— GOAL OF THE EXERCISE —
Count how many lines below contain the word "pink", then give that number alone.

— EXTRACTED RECORDS —
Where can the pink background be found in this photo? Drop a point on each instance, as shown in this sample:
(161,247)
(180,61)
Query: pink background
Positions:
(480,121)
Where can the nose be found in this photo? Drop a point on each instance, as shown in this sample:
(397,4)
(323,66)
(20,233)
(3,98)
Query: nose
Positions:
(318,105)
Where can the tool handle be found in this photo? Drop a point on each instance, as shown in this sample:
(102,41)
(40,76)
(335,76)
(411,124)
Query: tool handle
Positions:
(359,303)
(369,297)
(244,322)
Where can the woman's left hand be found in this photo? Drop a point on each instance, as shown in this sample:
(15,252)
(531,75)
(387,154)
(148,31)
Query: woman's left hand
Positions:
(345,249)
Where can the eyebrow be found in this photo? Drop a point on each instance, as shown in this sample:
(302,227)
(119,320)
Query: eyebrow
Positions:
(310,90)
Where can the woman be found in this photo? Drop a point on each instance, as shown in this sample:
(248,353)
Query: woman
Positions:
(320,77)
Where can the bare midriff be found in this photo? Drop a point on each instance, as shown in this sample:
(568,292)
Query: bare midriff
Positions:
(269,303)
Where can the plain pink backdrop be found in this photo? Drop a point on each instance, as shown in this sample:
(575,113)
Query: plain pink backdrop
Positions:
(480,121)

...

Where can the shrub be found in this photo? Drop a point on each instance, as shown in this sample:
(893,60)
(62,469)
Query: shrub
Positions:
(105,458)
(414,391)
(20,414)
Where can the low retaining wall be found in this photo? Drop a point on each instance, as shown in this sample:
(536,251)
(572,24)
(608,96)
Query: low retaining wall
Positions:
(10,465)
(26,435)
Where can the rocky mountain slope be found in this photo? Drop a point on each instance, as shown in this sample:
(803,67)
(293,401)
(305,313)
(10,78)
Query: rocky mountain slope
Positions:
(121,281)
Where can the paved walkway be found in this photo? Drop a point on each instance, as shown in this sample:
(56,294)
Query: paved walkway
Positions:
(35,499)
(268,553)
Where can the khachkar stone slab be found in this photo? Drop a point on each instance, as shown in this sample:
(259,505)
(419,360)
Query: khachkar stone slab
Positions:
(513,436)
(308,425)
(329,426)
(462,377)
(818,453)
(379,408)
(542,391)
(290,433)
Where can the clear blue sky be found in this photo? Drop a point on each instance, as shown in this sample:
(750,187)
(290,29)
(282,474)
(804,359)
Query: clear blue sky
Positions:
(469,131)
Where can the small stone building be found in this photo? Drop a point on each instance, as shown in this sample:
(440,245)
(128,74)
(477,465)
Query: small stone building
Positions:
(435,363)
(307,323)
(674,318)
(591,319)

...

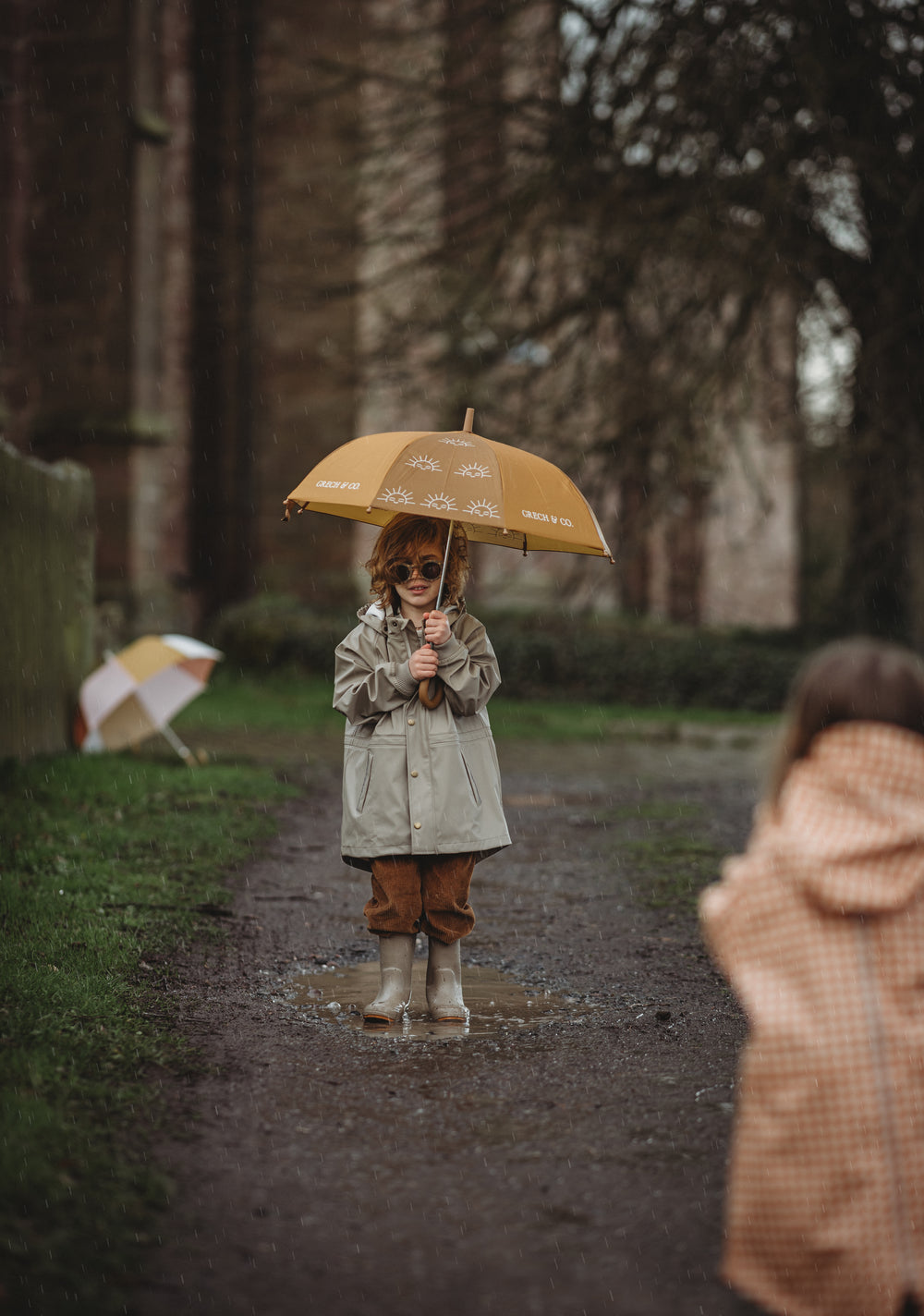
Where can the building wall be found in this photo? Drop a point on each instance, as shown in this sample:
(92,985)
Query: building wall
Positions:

— RESPONSE BOX —
4